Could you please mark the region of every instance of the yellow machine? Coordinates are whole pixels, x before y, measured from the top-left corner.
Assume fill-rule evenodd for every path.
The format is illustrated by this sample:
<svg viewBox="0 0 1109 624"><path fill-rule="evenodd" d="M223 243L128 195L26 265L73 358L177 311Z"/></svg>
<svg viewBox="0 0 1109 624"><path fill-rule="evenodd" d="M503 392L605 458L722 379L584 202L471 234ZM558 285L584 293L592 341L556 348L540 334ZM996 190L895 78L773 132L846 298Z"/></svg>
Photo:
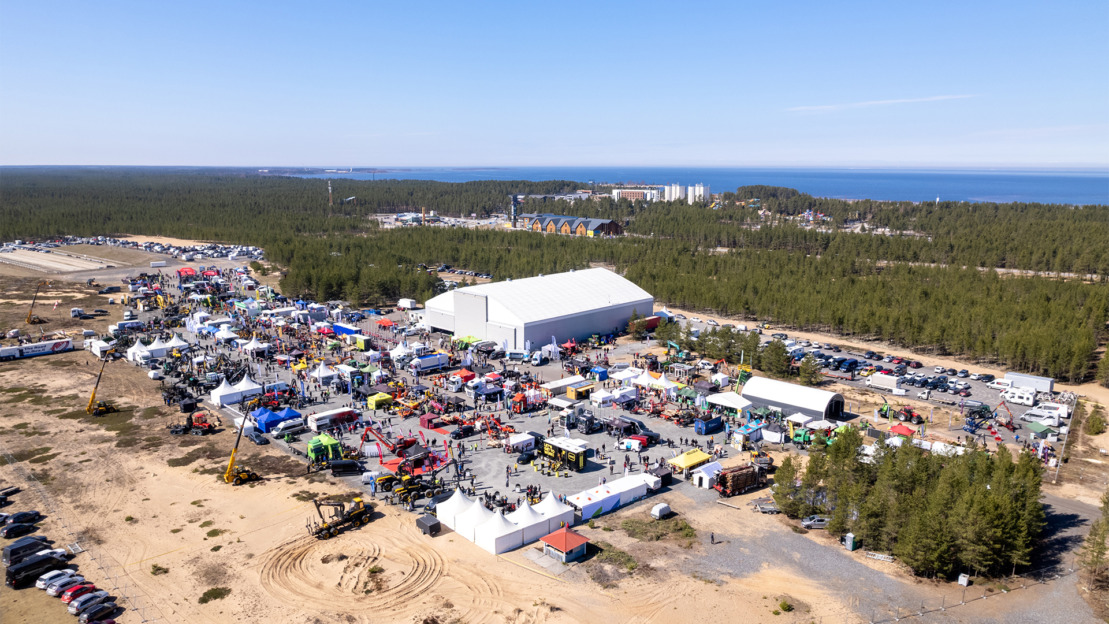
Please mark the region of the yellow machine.
<svg viewBox="0 0 1109 624"><path fill-rule="evenodd" d="M29 310L27 310L27 324L28 325L38 325L40 323L45 323L46 322L46 321L40 319L38 316L35 315L35 302L38 301L39 291L42 290L42 287L43 286L49 286L49 285L50 285L50 282L48 282L48 281L47 282L39 282L38 286L35 287L35 296L31 297L31 308Z"/></svg>
<svg viewBox="0 0 1109 624"><path fill-rule="evenodd" d="M239 442L243 439L243 427L239 428L239 435L235 438L235 447L231 449L231 459L227 462L227 471L223 473L224 483L231 485L242 485L249 481L258 481L262 477L250 468L243 468L242 466L235 465L235 455L239 452Z"/></svg>
<svg viewBox="0 0 1109 624"><path fill-rule="evenodd" d="M115 349L108 349L106 352L104 352L104 361L100 364L100 373L96 375L96 384L94 384L92 387L92 394L89 395L89 404L88 407L85 408L86 414L90 414L92 416L103 416L104 414L110 414L112 412L119 411L119 409L117 409L116 406L112 405L111 403L96 400L96 391L98 388L100 388L101 378L104 377L104 367L108 365L108 356L114 352Z"/></svg>

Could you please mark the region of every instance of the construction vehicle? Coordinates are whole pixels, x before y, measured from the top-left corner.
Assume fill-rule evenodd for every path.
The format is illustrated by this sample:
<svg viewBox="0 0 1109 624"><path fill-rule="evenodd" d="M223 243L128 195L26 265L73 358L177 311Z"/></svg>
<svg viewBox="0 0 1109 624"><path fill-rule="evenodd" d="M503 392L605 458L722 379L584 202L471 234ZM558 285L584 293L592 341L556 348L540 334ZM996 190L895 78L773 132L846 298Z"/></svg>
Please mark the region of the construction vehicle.
<svg viewBox="0 0 1109 624"><path fill-rule="evenodd" d="M917 413L912 407L902 405L897 411L894 411L893 406L886 401L886 397L884 396L882 397L882 407L878 408L878 415L886 419L896 418L901 422L911 422L914 425L924 424L924 417Z"/></svg>
<svg viewBox="0 0 1109 624"><path fill-rule="evenodd" d="M262 478L250 468L235 465L235 455L239 452L239 442L243 439L243 429L246 429L245 423L242 427L239 427L239 435L235 437L235 446L231 449L231 459L227 461L227 471L223 473L223 482L231 485L242 485Z"/></svg>
<svg viewBox="0 0 1109 624"><path fill-rule="evenodd" d="M1004 403L1002 403L1002 405L1004 405ZM988 427L990 419L993 417L994 411L991 410L988 405L974 405L963 415L963 431L975 435L978 433L979 429ZM1009 414L1009 420L1012 421L1012 414Z"/></svg>
<svg viewBox="0 0 1109 624"><path fill-rule="evenodd" d="M42 320L41 318L39 318L38 315L35 314L35 302L38 301L39 291L42 290L42 287L43 286L49 286L49 285L50 285L50 282L48 282L48 281L47 282L39 282L38 286L35 287L35 296L31 297L31 307L30 307L30 309L27 310L27 324L28 325L41 325L42 323L46 322L46 321Z"/></svg>
<svg viewBox="0 0 1109 624"><path fill-rule="evenodd" d="M103 361L100 363L100 372L96 375L96 383L92 386L92 394L89 395L89 404L85 408L85 413L90 416L103 416L119 411L119 408L108 401L96 400L96 391L100 388L100 380L104 377L104 367L108 365L108 355L114 352L115 349L108 349L103 354Z"/></svg>
<svg viewBox="0 0 1109 624"><path fill-rule="evenodd" d="M361 498L356 498L350 503L350 508L338 501L320 501L312 499L316 505L316 513L320 516L320 524L312 519L308 520L308 533L317 539L330 539L339 534L345 527L357 527L369 524L373 519L373 506L367 505ZM335 512L330 518L323 516L324 507L334 507Z"/></svg>
<svg viewBox="0 0 1109 624"><path fill-rule="evenodd" d="M765 473L754 464L725 468L716 475L716 484L713 489L720 492L720 496L736 496L743 494L751 488L766 485Z"/></svg>
<svg viewBox="0 0 1109 624"><path fill-rule="evenodd" d="M766 451L751 451L751 463L764 472L770 472L774 469L774 458Z"/></svg>
<svg viewBox="0 0 1109 624"><path fill-rule="evenodd" d="M389 450L390 453L396 455L397 457L401 457L403 455L404 449L410 446L415 446L416 443L419 442L419 440L417 440L415 436L401 436L397 438L395 442L390 442L388 439L385 438L385 436L381 435L381 433L378 432L377 429L375 429L373 426L369 426L366 427L364 431L362 431L362 443L358 445L359 457L361 457L362 455L362 447L366 445L366 441L369 439L367 437L367 434L377 438L378 442L381 442L382 446L384 446L386 449Z"/></svg>
<svg viewBox="0 0 1109 624"><path fill-rule="evenodd" d="M797 448L807 448L816 441L816 435L811 429L798 427L793 430L793 445Z"/></svg>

※ ※ ※

ACTION ITEM —
With "measured" as the word to match, copy each line of the records that has it.

PROBLEM SOLUTION —
Could you please mark the region of every instance of the yellow machine? Coordinates are whole pixels, x before y, measured from the top-left corner.
Could you please mark the region of every instance of the construction vehicle? Coordinates are whole pixels, x before y, measured from the top-left corner.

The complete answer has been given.